- Data for this exercise

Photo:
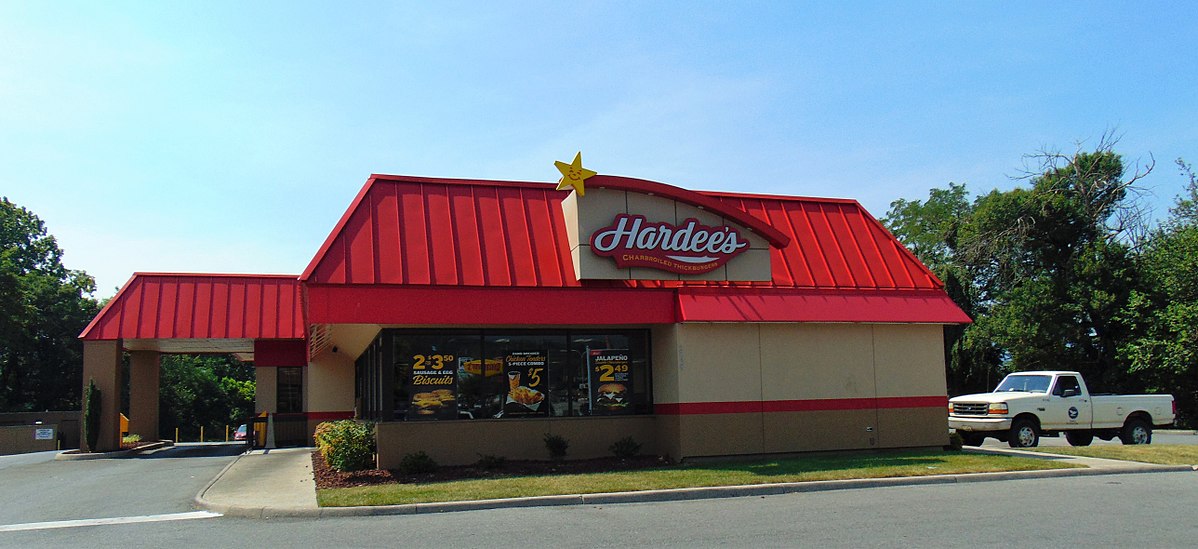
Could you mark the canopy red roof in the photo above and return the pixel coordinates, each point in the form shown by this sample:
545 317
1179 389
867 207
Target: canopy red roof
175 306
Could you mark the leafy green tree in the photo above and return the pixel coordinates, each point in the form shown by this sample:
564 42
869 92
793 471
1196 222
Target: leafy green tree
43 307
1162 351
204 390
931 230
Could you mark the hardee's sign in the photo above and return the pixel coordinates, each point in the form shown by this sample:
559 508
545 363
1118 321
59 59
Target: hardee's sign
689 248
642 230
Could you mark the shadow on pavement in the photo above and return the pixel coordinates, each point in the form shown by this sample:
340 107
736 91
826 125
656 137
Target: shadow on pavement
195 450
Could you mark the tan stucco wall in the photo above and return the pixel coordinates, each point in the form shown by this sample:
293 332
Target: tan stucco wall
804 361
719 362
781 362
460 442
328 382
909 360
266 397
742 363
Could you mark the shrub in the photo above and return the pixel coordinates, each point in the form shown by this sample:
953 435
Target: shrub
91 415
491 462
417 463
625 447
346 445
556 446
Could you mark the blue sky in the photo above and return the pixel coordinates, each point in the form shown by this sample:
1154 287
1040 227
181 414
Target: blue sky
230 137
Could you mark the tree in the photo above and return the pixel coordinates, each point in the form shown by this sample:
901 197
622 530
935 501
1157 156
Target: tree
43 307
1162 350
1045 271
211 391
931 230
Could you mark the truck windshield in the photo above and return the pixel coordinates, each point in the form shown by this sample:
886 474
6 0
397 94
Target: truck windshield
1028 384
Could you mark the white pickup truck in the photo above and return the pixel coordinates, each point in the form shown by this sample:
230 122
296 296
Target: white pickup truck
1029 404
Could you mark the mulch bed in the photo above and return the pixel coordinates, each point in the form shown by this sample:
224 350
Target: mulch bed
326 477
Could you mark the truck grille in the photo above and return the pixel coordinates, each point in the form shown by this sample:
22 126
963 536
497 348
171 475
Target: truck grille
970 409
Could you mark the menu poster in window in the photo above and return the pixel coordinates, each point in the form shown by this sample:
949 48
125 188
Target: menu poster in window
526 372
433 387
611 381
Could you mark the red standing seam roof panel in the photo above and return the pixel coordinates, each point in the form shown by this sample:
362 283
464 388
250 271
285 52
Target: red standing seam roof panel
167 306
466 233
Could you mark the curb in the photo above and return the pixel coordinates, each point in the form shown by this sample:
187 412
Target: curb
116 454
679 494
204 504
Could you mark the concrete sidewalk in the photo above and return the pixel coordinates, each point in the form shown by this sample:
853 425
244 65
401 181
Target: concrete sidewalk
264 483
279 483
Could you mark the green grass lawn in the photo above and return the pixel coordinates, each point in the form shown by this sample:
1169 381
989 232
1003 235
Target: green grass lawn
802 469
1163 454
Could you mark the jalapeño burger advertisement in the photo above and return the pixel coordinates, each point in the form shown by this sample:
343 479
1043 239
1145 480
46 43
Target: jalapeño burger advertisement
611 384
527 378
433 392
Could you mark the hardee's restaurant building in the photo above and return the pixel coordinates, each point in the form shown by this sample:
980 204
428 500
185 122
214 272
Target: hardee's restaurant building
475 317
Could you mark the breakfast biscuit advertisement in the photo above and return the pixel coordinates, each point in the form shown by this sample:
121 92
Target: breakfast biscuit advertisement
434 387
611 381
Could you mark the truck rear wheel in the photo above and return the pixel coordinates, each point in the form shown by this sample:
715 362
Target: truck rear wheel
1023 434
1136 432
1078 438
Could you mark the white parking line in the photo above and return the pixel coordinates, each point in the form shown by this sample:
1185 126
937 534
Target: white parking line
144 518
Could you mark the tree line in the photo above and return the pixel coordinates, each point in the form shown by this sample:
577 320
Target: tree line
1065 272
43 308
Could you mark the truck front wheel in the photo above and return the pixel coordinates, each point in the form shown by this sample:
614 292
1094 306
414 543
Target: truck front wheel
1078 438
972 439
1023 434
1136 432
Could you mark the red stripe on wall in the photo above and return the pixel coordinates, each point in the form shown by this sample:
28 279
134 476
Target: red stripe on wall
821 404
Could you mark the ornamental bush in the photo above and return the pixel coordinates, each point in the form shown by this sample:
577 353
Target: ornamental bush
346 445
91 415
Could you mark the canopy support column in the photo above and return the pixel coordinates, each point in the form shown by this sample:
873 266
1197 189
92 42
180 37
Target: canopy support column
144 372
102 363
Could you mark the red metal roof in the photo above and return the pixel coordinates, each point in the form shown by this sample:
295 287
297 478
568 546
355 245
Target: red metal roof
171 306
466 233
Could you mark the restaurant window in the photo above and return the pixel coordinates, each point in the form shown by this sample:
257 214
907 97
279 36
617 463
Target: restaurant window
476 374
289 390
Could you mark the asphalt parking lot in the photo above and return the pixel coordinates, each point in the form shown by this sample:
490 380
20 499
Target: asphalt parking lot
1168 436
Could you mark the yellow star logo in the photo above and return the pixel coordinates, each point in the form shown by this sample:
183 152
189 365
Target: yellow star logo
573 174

- What you will do
Up to and including the last line of the data, copy each line exactly, starting with the line that contains "Could you mark the asphalt".

- Solution for this problem
Could you mark the asphalt parking lot in the photo above and return the pixel coordinates, each point in the form shown by this sample:
490 380
20 499
Target: asphalt parking lot
1168 436
Could you mark the yellow star logo in the photo above and return the pixel coordinates, each point in the form shown by this sample:
183 152
189 365
Target: yellow star logo
573 174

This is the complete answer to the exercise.